*Try it*
Pull out every line of the material below that contains the string "positive", and treat matches as case-sensitive.

_ _ _ _ _ _ _

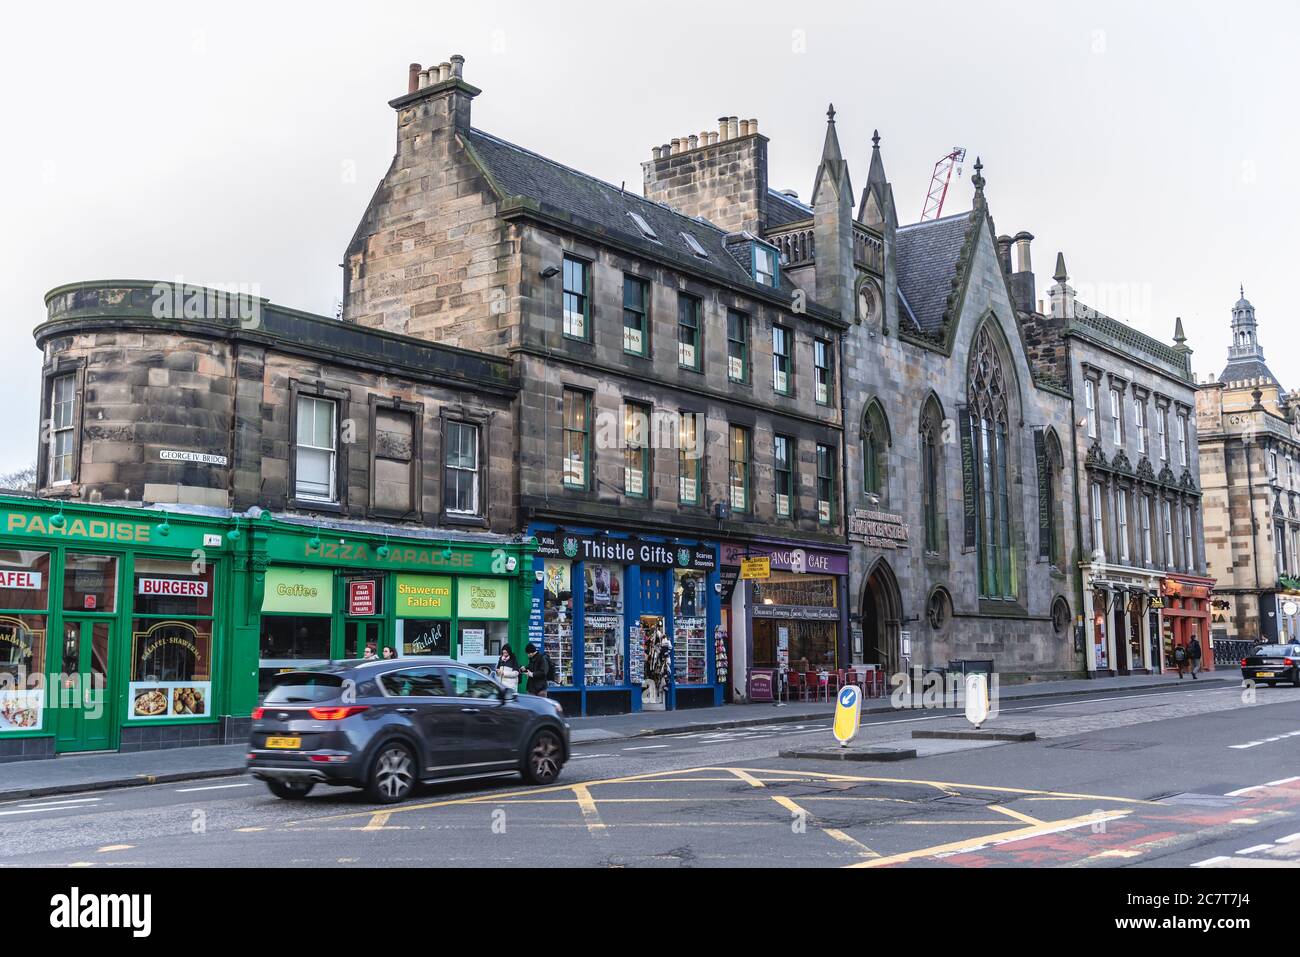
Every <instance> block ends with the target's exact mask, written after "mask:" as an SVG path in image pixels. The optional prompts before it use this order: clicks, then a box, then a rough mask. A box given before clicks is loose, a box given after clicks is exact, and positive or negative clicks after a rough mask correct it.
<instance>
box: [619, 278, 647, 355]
mask: <svg viewBox="0 0 1300 957" xmlns="http://www.w3.org/2000/svg"><path fill="white" fill-rule="evenodd" d="M649 303H650V283H647V282H646V281H645V280H638V278H637V277H636V276H624V277H623V351H624V352H628V354H630V355H649V352H650V324H649V321H647V319H649V317H647V315H646V313H647V311H649V309H647V307H649Z"/></svg>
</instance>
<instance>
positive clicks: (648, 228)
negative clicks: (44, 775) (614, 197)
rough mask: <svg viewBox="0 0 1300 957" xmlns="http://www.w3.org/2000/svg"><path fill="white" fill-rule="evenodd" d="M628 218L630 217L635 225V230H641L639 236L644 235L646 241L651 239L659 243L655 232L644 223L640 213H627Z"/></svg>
mask: <svg viewBox="0 0 1300 957" xmlns="http://www.w3.org/2000/svg"><path fill="white" fill-rule="evenodd" d="M628 216H630V217H632V221H633V222H634V224H637V229H640V230H641V235H643V237H645V238H646V239H653V241H654V242H659V237H658V235H655V231H654V230H653V229H650V224H649V222H646V221H645V217H643V216H642V215H641V213H633V212H629V213H628Z"/></svg>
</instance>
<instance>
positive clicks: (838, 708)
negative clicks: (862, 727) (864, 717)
mask: <svg viewBox="0 0 1300 957" xmlns="http://www.w3.org/2000/svg"><path fill="white" fill-rule="evenodd" d="M861 724H862V690H861V689H859V688H858V685H855V684H846V685H844V688H841V689H840V694H839V696H837V697H836V700H835V724H832V726H831V731H832V732H833V733H835V740H836V741H839V742H840V746H841V748H845V746H848V744H849V741H852V740H853V739H854V737H857V736H858V728H859V727H861Z"/></svg>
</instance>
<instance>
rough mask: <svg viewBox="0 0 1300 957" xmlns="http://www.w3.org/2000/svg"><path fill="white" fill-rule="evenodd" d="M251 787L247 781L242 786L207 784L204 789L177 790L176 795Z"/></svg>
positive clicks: (232, 784) (176, 790) (191, 788)
mask: <svg viewBox="0 0 1300 957" xmlns="http://www.w3.org/2000/svg"><path fill="white" fill-rule="evenodd" d="M251 787H252V784H250V783H247V781H246V783H243V784H209V785H207V787H204V788H177V789H175V793H178V794H188V793H190V792H191V791H222V789H225V788H251Z"/></svg>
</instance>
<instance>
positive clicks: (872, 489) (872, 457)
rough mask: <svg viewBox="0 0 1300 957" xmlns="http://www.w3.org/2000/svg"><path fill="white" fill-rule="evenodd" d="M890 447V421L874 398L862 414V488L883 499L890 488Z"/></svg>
mask: <svg viewBox="0 0 1300 957" xmlns="http://www.w3.org/2000/svg"><path fill="white" fill-rule="evenodd" d="M888 449H889V421H888V420H887V419H885V413H884V410H883V408H880V403H879V402H878V400H875V399H872V400H871V402H868V403H867V411H866V412H863V415H862V490H863V492H866V493H867V494H872V495H879V497H880V498H881V499H884V498H885V492H887V489H888V488H889V476H888V475H887V465H888Z"/></svg>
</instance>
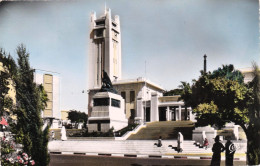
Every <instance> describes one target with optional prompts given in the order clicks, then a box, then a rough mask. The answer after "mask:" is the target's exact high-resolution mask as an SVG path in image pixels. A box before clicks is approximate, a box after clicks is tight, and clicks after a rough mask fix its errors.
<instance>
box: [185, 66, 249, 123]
mask: <svg viewBox="0 0 260 166" xmlns="http://www.w3.org/2000/svg"><path fill="white" fill-rule="evenodd" d="M232 73H234V75H235V76H232ZM239 73H240V72H239ZM241 75H242V74H241V73H240V74H238V71H236V70H234V67H233V65H229V66H223V68H222V69H221V68H219V69H218V70H215V71H213V73H212V74H211V73H203V74H202V75H201V76H200V77H199V79H198V80H194V81H193V84H192V85H190V84H188V83H185V82H182V86H181V87H182V88H183V94H182V99H183V100H184V101H185V104H186V106H191V107H192V108H193V111H194V112H195V113H196V115H197V120H198V122H197V123H196V125H197V126H205V125H208V124H210V125H216V126H218V127H222V126H223V125H225V123H226V122H231V121H232V122H235V123H236V124H239V125H243V126H245V125H246V124H247V123H248V121H249V119H248V109H247V104H248V103H249V102H250V94H251V93H250V92H251V90H250V88H248V86H247V85H246V84H244V83H240V81H241V79H242V80H243V77H240V76H241Z"/></svg>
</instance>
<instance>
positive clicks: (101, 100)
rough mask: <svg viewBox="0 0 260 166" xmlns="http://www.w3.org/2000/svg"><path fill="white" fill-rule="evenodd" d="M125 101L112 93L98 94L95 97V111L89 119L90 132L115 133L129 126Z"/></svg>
mask: <svg viewBox="0 0 260 166" xmlns="http://www.w3.org/2000/svg"><path fill="white" fill-rule="evenodd" d="M124 110H125V101H124V99H123V98H122V97H121V96H120V95H117V94H114V93H111V92H98V93H96V94H95V95H94V96H93V109H92V112H91V116H90V117H89V119H88V131H89V132H92V131H101V132H107V131H108V130H109V129H111V128H112V127H113V128H114V130H115V131H117V130H120V129H122V128H124V127H126V126H127V125H128V120H127V119H126V115H125V112H124Z"/></svg>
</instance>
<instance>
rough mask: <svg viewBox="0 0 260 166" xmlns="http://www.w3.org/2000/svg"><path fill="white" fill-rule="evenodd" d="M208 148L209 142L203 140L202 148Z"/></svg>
mask: <svg viewBox="0 0 260 166" xmlns="http://www.w3.org/2000/svg"><path fill="white" fill-rule="evenodd" d="M208 146H209V141H208V139H207V138H205V140H204V143H203V147H205V149H206V150H207V149H208Z"/></svg>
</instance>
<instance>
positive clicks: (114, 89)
mask: <svg viewBox="0 0 260 166" xmlns="http://www.w3.org/2000/svg"><path fill="white" fill-rule="evenodd" d="M99 91H100V92H112V93H115V94H117V91H116V90H115V89H114V88H113V85H112V82H111V80H110V78H109V76H108V74H107V72H105V71H104V70H103V78H102V86H101V89H100V90H99Z"/></svg>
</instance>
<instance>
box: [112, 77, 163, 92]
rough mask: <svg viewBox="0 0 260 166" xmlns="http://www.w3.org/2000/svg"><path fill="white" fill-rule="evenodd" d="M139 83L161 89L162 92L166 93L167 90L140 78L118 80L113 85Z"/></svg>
mask: <svg viewBox="0 0 260 166" xmlns="http://www.w3.org/2000/svg"><path fill="white" fill-rule="evenodd" d="M137 83H147V84H148V85H150V86H153V87H155V88H157V89H160V90H162V91H164V90H165V89H164V88H163V87H161V86H160V85H158V84H156V83H153V82H152V81H150V80H148V79H146V78H144V77H138V78H137V79H125V80H116V81H113V82H112V84H113V85H123V84H137Z"/></svg>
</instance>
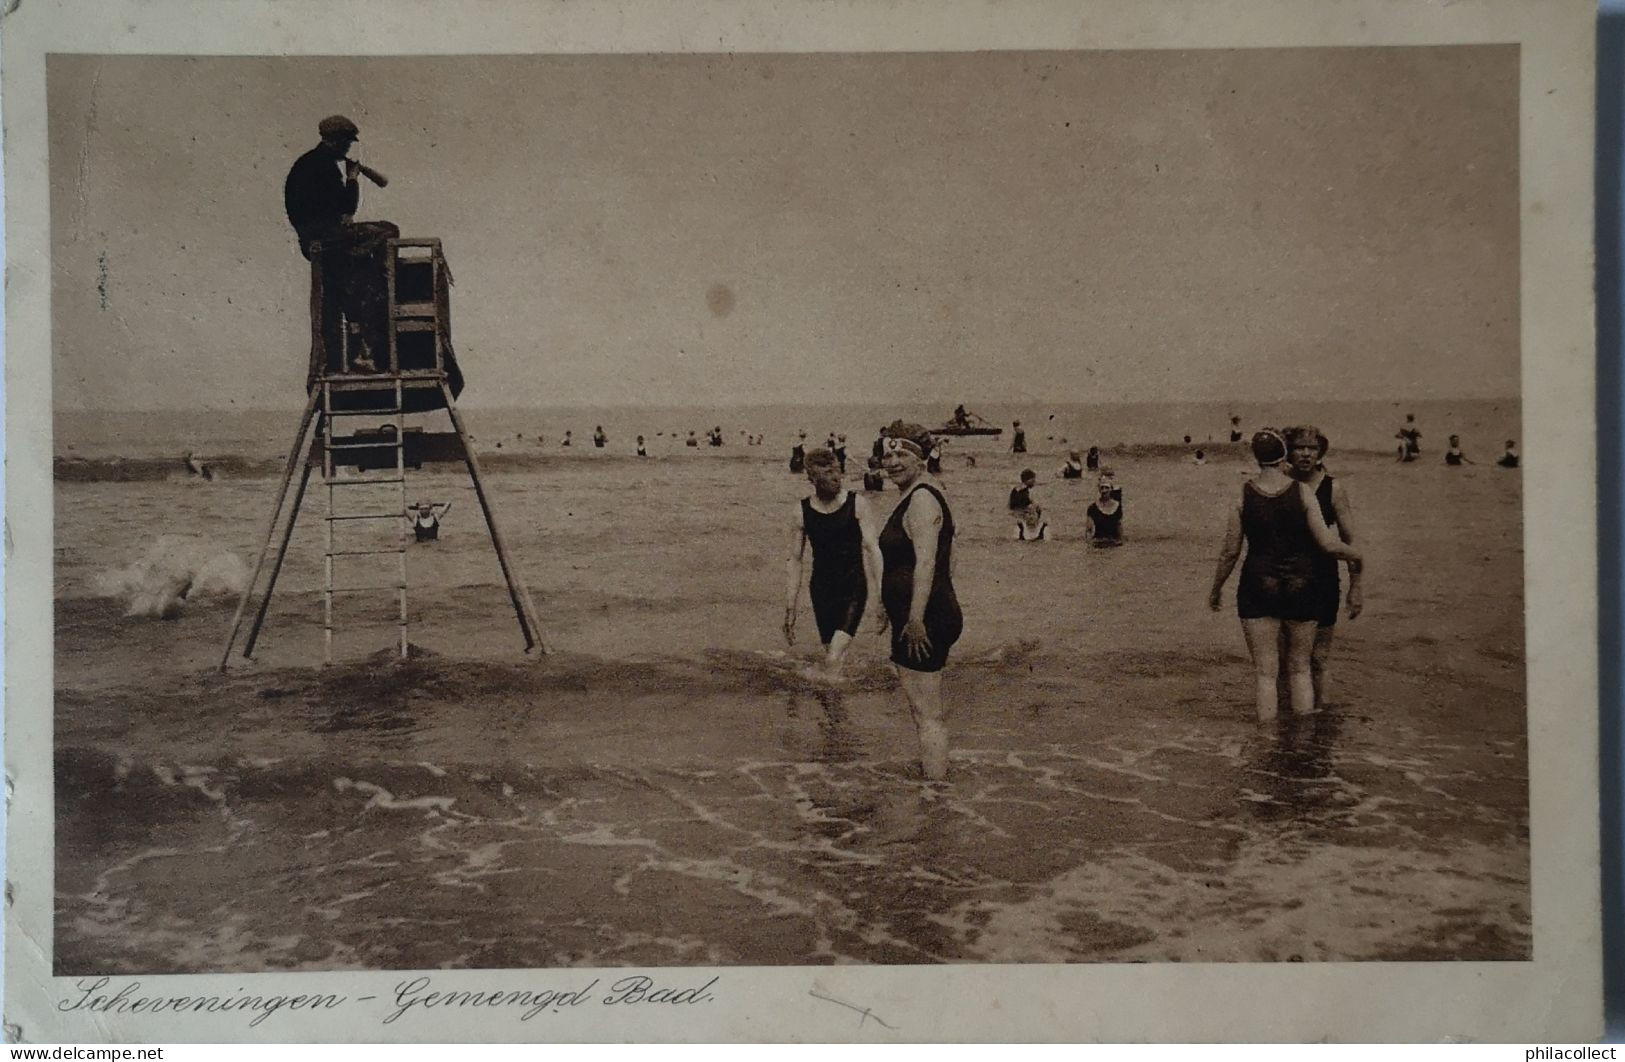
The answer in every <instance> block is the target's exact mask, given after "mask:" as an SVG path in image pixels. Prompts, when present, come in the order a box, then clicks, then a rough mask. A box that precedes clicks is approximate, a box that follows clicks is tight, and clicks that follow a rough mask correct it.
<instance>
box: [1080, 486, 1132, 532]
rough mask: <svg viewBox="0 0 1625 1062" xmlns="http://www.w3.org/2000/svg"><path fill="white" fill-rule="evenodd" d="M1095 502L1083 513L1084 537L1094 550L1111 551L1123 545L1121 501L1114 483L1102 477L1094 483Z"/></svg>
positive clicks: (1089, 506) (1122, 515)
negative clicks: (1094, 549) (1096, 496)
mask: <svg viewBox="0 0 1625 1062" xmlns="http://www.w3.org/2000/svg"><path fill="white" fill-rule="evenodd" d="M1095 495H1097V497H1095V500H1094V502H1090V503H1089V510H1087V512H1085V513H1084V537H1085V539H1087V541H1089V544H1090V546H1094V547H1095V549H1111V547H1113V546H1121V544H1123V500H1121V497H1120V492H1118V489H1116V482H1115V481H1113V479H1111V477H1108V476H1102V477H1100V479H1098V481H1095Z"/></svg>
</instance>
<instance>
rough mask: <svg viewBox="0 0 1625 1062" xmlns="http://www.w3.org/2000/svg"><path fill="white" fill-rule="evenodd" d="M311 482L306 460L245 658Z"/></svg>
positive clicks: (286, 554) (254, 640)
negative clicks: (299, 512) (299, 507)
mask: <svg viewBox="0 0 1625 1062" xmlns="http://www.w3.org/2000/svg"><path fill="white" fill-rule="evenodd" d="M309 482H310V463H309V461H306V466H304V471H302V473H299V489H297V490H294V503H293V505H291V507H289V508H288V526H286V529H284V531H283V541H281V542H278V546H276V560H275V562H273V563H271V575H270V578H267V580H265V594H263V596H262V598H260V607H258V611H257V612H255V614H254V624H250V625H249V637H247V638H245V640H244V643H242V656H244V659H247V658H249V656H254V643H255V641H258V640H260V627H263V625H265V614H267V612H270V609H271V591H275V589H276V576H278V575H281V570H283V559H284V557H288V542H289V541H293V537H294V525H296V523H299V503H301V502H304V490H306V486H307V484H309Z"/></svg>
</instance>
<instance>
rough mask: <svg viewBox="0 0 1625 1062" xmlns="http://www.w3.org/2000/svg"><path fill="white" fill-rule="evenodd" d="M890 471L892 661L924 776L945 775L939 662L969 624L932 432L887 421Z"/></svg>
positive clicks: (886, 530)
mask: <svg viewBox="0 0 1625 1062" xmlns="http://www.w3.org/2000/svg"><path fill="white" fill-rule="evenodd" d="M887 435H889V437H887V440H886V458H884V466H886V474H887V477H890V481H892V482H894V484H897V489H899V490H900V492H902V495H903V497H902V500H900V502H899V503H897V508H894V510H892V515H890V516H889V518H887V520H886V526H884V528H882V529H881V536H879V537H881V557H882V563H884V573H882V576H881V604H882V606H884V609H886V619H887V622H889V624H890V628H892V664H895V667H897V679H899V682H900V684H902V687H903V697H907V698H908V710H910V714H912V716H913V723H915V731H916V732H918V736H920V766H921V770H923V771H925V776H926V778H928V779H933V781H939V779H942V778H946V776H947V726H946V724H944V719H942V667H944V666H947V653H949V650H952V646H954V643H955V641H959V635H960V633H962V632H964V627H965V617H964V614H962V612H960V611H959V598H957V596H955V594H954V578H952V572H954V555H952V554H954V515H952V512H949V508H947V497H946V495H944V494H942V487H941V484H938V482H934V481H933V479H931V477H929V474H928V473H926V471H925V455H926V453H929V451H931V447H933V440H931V432H928V430H926V429H923V427H920V425H918V424H905V422H902V421H897V422H894V424H892V425H890V427H889V429H887Z"/></svg>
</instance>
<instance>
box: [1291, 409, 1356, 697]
mask: <svg viewBox="0 0 1625 1062" xmlns="http://www.w3.org/2000/svg"><path fill="white" fill-rule="evenodd" d="M1285 435H1287V447H1289V456H1290V460H1292V477H1293V479H1297V481H1298V482H1300V484H1303V489H1305V490H1310V492H1313V495H1315V502H1316V505H1319V512H1321V520H1324V521H1326V526H1328V528H1331V529H1332V531H1336V533H1337V537H1339V539H1342V541H1344V542H1347V544H1350V546H1352V544H1354V505H1352V503H1350V502H1349V487H1347V486H1345V484H1344V482H1341V481H1337V479H1336V477H1334V476H1332V474H1331V473H1328V471H1326V464H1324V461H1326V451H1328V450H1331V440H1328V438H1326V435H1324V434H1321V430H1319V429H1316V427H1311V425H1306V424H1305V425H1298V427H1290V429H1287V432H1285ZM1337 563H1339V562H1337V559H1336V557H1332V555H1331V554H1324V552H1321V554H1316V557H1315V562H1313V578H1315V599H1316V602H1318V614H1316V617H1315V624H1316V628H1315V650H1313V653H1310V676H1311V677H1313V679H1315V705H1316V706H1318V708H1324V706H1326V687H1328V685H1329V680H1328V672H1329V661H1331V643H1332V633H1334V632H1336V627H1337V612H1339V609H1342V606H1344V599H1342V580H1341V572H1339V570H1337ZM1362 573H1363V568H1362V567H1360V562H1357V560H1350V562H1349V599H1347V604H1349V619H1350V620H1352V619H1355V617H1357V615H1358V614H1360V612H1362V611H1363V609H1365V591H1363V588H1362V585H1360V576H1362Z"/></svg>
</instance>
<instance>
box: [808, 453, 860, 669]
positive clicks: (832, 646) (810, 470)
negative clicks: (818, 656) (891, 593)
mask: <svg viewBox="0 0 1625 1062" xmlns="http://www.w3.org/2000/svg"><path fill="white" fill-rule="evenodd" d="M806 476H808V482H811V484H812V494H811V495H808V497H804V499H801V502H799V503H798V505H796V508H795V513H793V515H791V523H790V559H788V562H786V565H785V575H786V580H785V641H786V643H788V645H795V643H796V606H798V602H799V599H801V562H803V559H804V557H806V547H808V542H811V544H812V578H811V580H808V596H809V598H811V599H812V619H814V620H816V622H817V637H819V641H821V643H822V645H824V664H822V667H821V669H816V671H811V672H808V677H811V679H822V680H829V682H835V680H838V679H840V666H842V659H843V658H845V654H847V646H850V645H851V638H853V635H856V633H858V625H860V624H861V622H863V614H864V611H866V609H868V607H873V606H877V604H879V599H881V547H879V526H877V520H876V516H874V515H873V512H871V510H869V503H868V502H866V500H863V499H861V497H858V495H856V494H853V492H851V490H847V489H845V487H843V486H842V477H840V461H838V460H837V458H835V451H834V450H812V451H809V453H808V455H806ZM871 602H873V606H871Z"/></svg>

_ _ _ _ _ _ _

*Reply to the exercise*
Every <instance> block ends with the target's exact mask, written after "mask:" as an SVG path in image pixels. The optional prompts before it use this order: clicks, then a box, then a rough mask. A box given before clicks is loose, a box given after clicks is exact, and positive or negative clicks after a rough mask correct it.
positive clicks: (648, 228)
positive clicks: (838, 708)
positive clicks: (232, 784) (176, 790) (191, 788)
positive clicks: (872, 489) (872, 457)
positive clicks: (101, 100)
positive clicks: (114, 89)
positive clicks: (1089, 506) (1122, 515)
positive clicks: (286, 554) (254, 640)
positive clicks: (886, 530)
positive clicks: (832, 646) (810, 470)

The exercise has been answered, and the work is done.